* **SELECTION**:
Start

So that's that......a little smorgishborg of our trip that I thought I'd share. There definitely was so many other awesome things like amazing testimonies, inspirational speakers and even some of my personal time with Jesus on that mountain, but I'll wrap it up.

So much to do, so little time......I got some roses to stop and smell.

peace, love and stay barefoot~

*~Michelle~*

True Love

TRUE LOVE: That sums up what SoulFest is all about.

"It's the revolution that Jesus started!"

True love is when we take the attention off of ourselves and our own needs and shift it to others. And when we now see the poverty, cruelty and horrific injustice that others are experience every day........true love demands our response and action.

True Love is about using our gifts and talents to serve others....from our closest neighbors to impoverished countries across the globe. It is about displaying acts of kindness to our family and loved ones. It is about accepting responsibility of being a steward to this beautiful earth that God created for us. It is about leaving the world a better place than when we arrived.

End

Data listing
Start

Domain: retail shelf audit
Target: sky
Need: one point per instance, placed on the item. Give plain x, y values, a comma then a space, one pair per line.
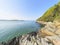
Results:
24, 9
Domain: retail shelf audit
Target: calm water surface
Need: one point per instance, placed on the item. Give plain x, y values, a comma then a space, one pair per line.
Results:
11, 29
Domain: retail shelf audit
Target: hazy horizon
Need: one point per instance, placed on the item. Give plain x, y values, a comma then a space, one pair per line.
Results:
24, 9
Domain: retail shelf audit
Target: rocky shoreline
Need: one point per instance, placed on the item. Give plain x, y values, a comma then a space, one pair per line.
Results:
45, 36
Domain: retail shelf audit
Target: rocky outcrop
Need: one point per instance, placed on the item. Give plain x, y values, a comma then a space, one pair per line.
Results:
45, 36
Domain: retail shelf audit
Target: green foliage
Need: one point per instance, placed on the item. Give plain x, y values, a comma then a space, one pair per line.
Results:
51, 13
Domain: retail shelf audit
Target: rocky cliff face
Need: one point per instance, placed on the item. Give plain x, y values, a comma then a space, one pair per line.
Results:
45, 36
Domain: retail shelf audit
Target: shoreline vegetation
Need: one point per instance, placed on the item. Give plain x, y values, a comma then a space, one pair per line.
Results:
49, 31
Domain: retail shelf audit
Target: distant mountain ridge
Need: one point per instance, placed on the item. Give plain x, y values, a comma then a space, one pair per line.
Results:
51, 14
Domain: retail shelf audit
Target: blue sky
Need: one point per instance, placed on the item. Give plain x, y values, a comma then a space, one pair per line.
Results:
24, 9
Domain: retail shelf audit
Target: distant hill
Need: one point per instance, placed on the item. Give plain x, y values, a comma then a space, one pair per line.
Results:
51, 14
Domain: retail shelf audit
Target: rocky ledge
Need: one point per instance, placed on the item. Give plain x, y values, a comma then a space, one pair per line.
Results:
45, 36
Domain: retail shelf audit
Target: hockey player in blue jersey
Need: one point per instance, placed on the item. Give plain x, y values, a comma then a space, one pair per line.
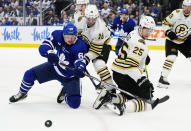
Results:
122, 24
62, 47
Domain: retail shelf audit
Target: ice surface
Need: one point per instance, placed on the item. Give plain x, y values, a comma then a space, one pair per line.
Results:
40, 105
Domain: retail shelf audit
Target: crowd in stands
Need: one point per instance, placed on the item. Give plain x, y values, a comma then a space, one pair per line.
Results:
11, 11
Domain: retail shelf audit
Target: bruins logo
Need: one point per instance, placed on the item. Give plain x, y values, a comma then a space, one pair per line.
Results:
141, 41
181, 28
80, 18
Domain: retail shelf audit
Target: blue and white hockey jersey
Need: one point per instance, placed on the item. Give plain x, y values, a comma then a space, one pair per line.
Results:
68, 54
122, 28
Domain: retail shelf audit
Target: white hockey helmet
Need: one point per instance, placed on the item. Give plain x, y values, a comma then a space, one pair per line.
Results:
187, 2
91, 11
147, 22
80, 2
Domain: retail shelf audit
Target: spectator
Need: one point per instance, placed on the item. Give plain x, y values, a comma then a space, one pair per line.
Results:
49, 17
36, 3
112, 15
64, 18
1, 3
14, 3
7, 3
55, 21
1, 22
32, 20
14, 21
33, 10
71, 11
105, 11
14, 12
1, 12
7, 11
20, 11
6, 22
154, 11
136, 17
46, 4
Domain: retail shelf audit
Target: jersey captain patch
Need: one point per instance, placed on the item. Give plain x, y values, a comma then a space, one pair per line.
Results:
181, 28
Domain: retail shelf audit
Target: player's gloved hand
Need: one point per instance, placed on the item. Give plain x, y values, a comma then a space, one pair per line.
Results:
52, 57
79, 71
170, 34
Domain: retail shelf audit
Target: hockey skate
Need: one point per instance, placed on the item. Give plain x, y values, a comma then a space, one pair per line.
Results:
60, 97
19, 96
163, 82
116, 108
104, 97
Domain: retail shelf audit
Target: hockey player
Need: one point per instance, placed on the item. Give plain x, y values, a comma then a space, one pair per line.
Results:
127, 72
79, 19
177, 30
97, 35
122, 24
62, 47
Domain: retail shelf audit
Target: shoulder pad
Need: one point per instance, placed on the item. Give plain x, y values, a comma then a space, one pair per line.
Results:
177, 11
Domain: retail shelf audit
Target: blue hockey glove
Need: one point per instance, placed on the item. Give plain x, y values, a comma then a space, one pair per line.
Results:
52, 57
79, 71
170, 34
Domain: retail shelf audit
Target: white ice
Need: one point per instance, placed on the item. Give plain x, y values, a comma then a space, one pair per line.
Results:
40, 105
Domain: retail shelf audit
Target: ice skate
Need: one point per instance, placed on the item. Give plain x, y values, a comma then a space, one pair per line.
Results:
19, 96
163, 82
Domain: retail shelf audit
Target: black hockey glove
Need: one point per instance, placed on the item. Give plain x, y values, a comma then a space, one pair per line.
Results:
170, 34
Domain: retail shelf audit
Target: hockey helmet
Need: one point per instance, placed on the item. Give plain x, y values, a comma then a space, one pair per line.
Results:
91, 11
187, 2
70, 29
124, 11
147, 22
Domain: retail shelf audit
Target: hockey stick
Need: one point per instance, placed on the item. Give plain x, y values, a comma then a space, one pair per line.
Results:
183, 32
111, 85
93, 82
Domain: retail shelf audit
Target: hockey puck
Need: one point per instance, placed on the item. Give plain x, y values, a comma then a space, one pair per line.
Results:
48, 123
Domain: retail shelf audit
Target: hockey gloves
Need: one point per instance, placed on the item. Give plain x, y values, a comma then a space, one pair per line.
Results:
170, 34
79, 70
52, 57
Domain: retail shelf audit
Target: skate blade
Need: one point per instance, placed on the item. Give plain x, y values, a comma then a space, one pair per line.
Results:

End

* **REQUIREMENT A**:
Answer these questions about the SoulFest post:
(i) What does the writer say they have to stop and smell?
(ii) According to the post, what sums up what SoulFest is all about?
(iii) Where did the writer spend personal time with Jesus?
* **REQUIREMENT B**:
Filter the records down to every line that contains the string "jersey".

* **FINAL RESULT A**:
(i) Roses.
(ii) True love.
(iii) On that mountain.

* **FINAL RESULT B**:
Target: hockey player in blue jersey
Target: blue and white hockey jersey
Target: jersey captain patch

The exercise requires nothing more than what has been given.